Try it:
After repeating the line containing "x=580 y=348", stop; until then, repeat each line of the listing below exactly, starting with the first.

Entries provided:

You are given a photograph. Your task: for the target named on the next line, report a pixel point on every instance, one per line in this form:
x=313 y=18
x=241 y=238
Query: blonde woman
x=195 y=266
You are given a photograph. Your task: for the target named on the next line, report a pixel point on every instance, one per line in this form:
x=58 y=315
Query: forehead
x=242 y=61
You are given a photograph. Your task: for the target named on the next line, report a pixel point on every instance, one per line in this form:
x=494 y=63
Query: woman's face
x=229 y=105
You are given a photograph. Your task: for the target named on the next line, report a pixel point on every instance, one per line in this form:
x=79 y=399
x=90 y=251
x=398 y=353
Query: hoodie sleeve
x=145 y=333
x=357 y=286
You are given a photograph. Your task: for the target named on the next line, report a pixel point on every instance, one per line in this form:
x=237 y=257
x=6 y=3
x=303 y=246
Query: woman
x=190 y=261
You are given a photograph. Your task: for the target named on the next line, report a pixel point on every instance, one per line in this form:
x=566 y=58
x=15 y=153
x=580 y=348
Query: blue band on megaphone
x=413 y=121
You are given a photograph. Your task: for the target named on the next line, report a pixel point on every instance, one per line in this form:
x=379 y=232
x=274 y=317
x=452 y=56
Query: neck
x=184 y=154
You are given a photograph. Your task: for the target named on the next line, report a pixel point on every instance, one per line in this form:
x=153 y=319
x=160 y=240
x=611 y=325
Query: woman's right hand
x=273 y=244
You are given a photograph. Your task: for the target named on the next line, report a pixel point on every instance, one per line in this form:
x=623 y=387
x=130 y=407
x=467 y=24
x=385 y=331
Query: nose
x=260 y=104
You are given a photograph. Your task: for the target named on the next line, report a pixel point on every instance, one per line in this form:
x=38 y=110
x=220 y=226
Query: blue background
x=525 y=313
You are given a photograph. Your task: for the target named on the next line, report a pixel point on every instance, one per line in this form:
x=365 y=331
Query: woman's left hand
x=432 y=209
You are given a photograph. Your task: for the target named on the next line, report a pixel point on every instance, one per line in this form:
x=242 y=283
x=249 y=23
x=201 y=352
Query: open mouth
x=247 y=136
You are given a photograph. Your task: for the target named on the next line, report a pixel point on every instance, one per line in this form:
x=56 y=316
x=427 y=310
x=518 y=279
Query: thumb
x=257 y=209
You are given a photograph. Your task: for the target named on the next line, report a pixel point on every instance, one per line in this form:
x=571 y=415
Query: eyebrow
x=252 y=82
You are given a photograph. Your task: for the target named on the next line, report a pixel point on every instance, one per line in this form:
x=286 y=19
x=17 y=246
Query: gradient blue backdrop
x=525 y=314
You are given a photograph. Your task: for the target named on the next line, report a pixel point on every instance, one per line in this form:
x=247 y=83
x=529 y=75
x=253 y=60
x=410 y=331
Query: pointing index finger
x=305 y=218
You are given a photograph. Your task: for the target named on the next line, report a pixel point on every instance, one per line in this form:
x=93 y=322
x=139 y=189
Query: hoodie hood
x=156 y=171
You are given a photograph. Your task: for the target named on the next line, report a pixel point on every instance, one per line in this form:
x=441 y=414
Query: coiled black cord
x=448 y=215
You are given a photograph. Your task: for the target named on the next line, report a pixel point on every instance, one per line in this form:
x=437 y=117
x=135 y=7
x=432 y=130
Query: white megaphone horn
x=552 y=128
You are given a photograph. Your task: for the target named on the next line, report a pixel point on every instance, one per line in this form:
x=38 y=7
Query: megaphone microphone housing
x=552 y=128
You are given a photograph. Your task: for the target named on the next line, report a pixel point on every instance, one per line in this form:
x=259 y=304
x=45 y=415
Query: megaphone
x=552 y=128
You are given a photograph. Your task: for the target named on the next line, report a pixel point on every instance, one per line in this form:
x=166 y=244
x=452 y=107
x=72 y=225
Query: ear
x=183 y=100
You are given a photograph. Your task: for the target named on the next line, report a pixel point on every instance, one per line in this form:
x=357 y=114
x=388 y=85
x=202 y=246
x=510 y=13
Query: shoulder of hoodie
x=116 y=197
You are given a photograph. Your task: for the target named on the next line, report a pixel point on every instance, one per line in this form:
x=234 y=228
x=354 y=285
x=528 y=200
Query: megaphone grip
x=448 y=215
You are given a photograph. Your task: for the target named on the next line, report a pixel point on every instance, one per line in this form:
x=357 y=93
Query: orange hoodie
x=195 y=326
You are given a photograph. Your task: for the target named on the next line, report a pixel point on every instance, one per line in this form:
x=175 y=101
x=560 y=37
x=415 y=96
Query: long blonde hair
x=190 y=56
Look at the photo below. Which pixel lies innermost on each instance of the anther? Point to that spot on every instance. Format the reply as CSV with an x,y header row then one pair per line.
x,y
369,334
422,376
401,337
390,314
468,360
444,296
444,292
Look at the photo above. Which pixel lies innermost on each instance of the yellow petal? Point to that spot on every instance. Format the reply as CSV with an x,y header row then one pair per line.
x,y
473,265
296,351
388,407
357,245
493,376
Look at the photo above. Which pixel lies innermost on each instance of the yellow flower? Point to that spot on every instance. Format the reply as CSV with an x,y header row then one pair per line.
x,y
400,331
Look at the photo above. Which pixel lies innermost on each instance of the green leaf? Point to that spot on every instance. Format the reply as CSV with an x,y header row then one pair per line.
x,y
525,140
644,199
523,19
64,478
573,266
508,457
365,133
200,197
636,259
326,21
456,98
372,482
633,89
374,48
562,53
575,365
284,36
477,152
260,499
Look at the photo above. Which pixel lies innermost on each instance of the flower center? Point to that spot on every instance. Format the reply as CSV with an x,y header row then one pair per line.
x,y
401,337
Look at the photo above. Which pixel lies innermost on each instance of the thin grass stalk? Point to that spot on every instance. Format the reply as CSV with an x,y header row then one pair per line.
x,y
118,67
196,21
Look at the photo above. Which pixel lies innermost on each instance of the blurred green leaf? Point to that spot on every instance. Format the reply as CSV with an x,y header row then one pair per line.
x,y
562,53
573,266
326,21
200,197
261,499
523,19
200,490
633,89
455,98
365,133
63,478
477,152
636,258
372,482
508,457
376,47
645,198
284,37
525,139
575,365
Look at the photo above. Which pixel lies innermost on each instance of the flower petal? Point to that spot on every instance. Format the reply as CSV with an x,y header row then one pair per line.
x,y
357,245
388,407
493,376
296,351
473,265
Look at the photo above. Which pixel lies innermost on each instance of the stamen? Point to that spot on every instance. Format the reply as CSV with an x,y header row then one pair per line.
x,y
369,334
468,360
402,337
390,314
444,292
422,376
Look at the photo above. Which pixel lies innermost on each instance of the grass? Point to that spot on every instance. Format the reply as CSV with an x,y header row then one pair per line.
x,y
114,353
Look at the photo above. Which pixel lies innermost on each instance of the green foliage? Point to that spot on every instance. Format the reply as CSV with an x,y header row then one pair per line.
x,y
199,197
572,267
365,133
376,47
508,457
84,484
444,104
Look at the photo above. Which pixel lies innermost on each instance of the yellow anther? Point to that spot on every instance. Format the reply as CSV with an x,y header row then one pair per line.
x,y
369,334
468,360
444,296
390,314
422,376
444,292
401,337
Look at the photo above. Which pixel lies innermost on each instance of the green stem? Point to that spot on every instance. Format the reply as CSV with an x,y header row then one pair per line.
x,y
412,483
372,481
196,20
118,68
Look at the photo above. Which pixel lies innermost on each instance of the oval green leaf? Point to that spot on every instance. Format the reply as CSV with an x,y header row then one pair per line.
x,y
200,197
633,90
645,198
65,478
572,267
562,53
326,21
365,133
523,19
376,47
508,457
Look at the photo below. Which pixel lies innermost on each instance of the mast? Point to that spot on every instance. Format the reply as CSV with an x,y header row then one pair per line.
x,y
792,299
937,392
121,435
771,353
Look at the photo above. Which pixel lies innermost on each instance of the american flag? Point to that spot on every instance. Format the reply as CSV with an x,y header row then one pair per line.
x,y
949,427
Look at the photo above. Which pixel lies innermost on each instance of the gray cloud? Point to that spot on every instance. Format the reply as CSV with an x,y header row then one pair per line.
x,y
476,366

Written reply:
You are given a photograph. Your task: for the target named on the next line, report a pixel point on every instance, one per line in this form:
x=313 y=18
x=241 y=238
Query: blonde woman
x=195 y=266
You are given a photograph. Your task: for the target named on the next line, report a pixel point on every instance, one per line in this form:
x=58 y=315
Query: forehead
x=242 y=61
You are given a photograph. Your task: for the target named on the next line, report a pixel point on every instance, one per line in this form:
x=494 y=63
Query: woman's face
x=229 y=105
You are given a photograph. Your task: for the target named on the next line, report a pixel point on every instance, one per line in this form:
x=79 y=399
x=90 y=251
x=398 y=353
Query: hoodie sleeve
x=145 y=333
x=357 y=286
You are given a photograph. Your task: for the target named on the next line, report a pixel point on every instance, one per line in this form:
x=237 y=257
x=6 y=3
x=303 y=246
Query: woman
x=190 y=261
You are given a photograph. Your task: for the target named on the next line, report a pixel point on every instance, one per line in this form:
x=566 y=58
x=15 y=153
x=580 y=348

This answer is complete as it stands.